Please rewrite the data below with every "red santa hat" changed to "green elf hat" and everything else unchanged, leaving out the pictures.

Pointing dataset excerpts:
— start —

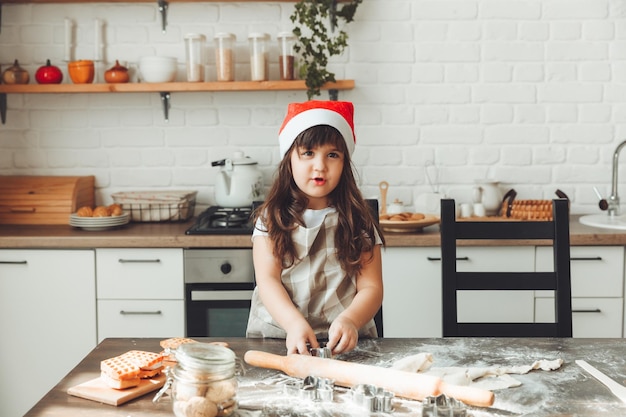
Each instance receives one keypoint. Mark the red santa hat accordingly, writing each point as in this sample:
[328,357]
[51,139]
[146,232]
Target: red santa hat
[301,116]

— end —

### COMPLETE RESPONSE
Each instance receives one keypoint. Mark the green elf hat accordingly, writing each point as in this sample:
[328,357]
[51,139]
[146,232]
Target: green elf hat
[301,116]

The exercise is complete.